DATA FOR ANALYSIS START

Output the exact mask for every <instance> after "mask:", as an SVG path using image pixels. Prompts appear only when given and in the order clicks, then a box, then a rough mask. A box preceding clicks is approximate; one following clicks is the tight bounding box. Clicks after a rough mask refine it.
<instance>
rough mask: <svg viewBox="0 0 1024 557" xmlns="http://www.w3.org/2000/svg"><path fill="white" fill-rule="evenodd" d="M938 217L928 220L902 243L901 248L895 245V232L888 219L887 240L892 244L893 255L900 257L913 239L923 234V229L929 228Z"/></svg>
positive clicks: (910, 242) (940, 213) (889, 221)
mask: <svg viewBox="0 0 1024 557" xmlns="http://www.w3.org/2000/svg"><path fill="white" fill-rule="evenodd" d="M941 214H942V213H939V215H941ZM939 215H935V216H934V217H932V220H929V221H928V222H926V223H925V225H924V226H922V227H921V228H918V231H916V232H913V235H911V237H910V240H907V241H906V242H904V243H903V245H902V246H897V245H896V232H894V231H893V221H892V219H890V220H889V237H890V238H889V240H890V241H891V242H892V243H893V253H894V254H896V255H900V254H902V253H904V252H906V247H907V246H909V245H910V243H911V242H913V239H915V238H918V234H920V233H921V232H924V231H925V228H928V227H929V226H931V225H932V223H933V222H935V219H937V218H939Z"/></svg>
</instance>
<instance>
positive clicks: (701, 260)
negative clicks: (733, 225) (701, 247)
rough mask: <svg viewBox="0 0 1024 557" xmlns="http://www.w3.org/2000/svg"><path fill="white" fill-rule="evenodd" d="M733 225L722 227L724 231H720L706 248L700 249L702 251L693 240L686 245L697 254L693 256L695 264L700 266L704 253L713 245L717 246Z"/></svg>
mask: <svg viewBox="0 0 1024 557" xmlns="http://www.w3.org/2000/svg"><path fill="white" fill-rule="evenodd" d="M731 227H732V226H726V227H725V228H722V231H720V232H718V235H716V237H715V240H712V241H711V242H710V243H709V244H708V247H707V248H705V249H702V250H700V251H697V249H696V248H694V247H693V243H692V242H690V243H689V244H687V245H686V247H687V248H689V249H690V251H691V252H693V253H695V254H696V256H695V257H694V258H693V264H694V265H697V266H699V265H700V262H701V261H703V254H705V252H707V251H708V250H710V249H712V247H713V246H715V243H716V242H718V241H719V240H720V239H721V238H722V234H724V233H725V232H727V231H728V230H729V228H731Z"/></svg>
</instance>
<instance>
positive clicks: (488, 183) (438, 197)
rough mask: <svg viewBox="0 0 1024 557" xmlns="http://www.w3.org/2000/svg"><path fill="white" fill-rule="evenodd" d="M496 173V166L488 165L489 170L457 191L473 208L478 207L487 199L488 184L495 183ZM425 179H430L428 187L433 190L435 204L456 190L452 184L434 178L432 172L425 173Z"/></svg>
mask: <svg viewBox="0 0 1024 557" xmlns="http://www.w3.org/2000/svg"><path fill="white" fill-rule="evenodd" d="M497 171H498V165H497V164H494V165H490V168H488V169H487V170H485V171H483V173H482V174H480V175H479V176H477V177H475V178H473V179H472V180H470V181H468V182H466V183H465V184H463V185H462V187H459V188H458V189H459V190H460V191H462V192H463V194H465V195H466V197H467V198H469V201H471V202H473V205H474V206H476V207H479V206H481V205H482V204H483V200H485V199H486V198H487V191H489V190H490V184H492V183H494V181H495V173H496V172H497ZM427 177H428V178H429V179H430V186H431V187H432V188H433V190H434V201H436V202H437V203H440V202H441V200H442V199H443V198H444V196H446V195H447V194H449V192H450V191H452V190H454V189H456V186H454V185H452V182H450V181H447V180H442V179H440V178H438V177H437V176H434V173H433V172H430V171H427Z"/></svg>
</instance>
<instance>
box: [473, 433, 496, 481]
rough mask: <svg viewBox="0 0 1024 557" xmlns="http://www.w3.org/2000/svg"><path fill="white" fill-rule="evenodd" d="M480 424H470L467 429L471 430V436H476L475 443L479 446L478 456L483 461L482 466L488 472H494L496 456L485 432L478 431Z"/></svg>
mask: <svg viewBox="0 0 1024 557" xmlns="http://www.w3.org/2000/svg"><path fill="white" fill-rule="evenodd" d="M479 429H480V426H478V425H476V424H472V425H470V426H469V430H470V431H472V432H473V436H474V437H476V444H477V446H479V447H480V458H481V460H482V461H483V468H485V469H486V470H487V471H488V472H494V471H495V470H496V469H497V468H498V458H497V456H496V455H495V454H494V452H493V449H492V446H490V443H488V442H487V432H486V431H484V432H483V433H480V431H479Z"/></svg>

DATA FOR ANALYSIS END

-- PROBLEM TO WORK ON --
Look above for the line with "positive clicks: (701, 260)" and the line with "positive clicks: (488, 183) (438, 197)", and reproduce exactly those two lines plus every line between, nothing more.

-- ANSWER TO THE PROBLEM --
positive clicks: (701, 260)
negative clicks: (733, 225) (701, 247)
rough mask: <svg viewBox="0 0 1024 557" xmlns="http://www.w3.org/2000/svg"><path fill="white" fill-rule="evenodd" d="M733 225L722 227L724 231H720L706 248L700 249L702 251L693 240L686 245L697 254L693 256L695 264L700 266L704 253L713 245L717 246Z"/></svg>
mask: <svg viewBox="0 0 1024 557" xmlns="http://www.w3.org/2000/svg"><path fill="white" fill-rule="evenodd" d="M731 227H732V226H726V227H725V228H722V231H720V232H718V235H716V237H715V240H712V241H711V242H710V243H709V244H708V247H707V248H705V249H702V250H700V251H697V249H696V248H694V247H693V243H692V242H690V243H689V244H687V245H686V247H687V248H689V249H690V251H691V252H693V253H695V254H696V256H695V257H694V258H693V264H694V265H697V266H699V265H700V262H701V261H703V254H705V252H707V251H708V250H710V249H712V247H713V246H715V243H716V242H718V241H719V240H720V239H721V238H722V234H724V233H725V232H727V231H728V230H729V228H731Z"/></svg>
</instance>
<instance>
positive clicks: (488, 183) (438, 197)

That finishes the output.